The night shift is often considered the least desirable time to make a living, but sadly, this is the only time of the day that some people have to spare. Factors such as the type of work (e.g. nurses) or previous obligations (e.g. night classes) make working at inconvenient times a necessity.
Working late hours of the night can not only have negative effects on your sleep schedule, but new research has found that it may even increase your risk of common cancers, especially in women.
Common cancers affecting women
The following are the three most common types of cancer affecting women around the world:
The most common type of cancer affecting women. While the risk of it increases with age, breast cancer can occur at virtually any age. Several factors may contribute to its development, but some women have a greater risk.
One of the most common types of cancers in both men and women, typically affecting those 50 or older. The disease is often characterized by the development of polyps in the colon or rectum, which can then spread
to other organs if not treated promptly.
A disease of the lining of the uterus that most often affects women 55 or older. The development of this type of cancer can increase with estrogen dominant breast cancer therapy, having a history of early menstrual periods, late menopause, or not having any children during their lifetime.

== Questions on the material ==
A: Rewrite part of the passage on night shift work, beginning at the words "Working late hours" and stopping after "especially in women.", with "sleep schedule" replaced by "daily routine".
B: Translate this sentence from the passage on night shift work into Spanish: "While the risk of it increases with age, breast cancer can occur at virtually any age."

== The data ==
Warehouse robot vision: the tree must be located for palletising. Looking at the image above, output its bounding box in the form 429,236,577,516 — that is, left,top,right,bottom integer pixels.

== Results of the exercise ==
A:
Working late hours of the night can not only have negative effects on your daily routine, but new research has found that it may even increase your risk of common cancers, especially in women.

B: Aunque su riesgo aumenta con la edad, el cáncer de mama puede presentarse prácticamente a cualquier edad.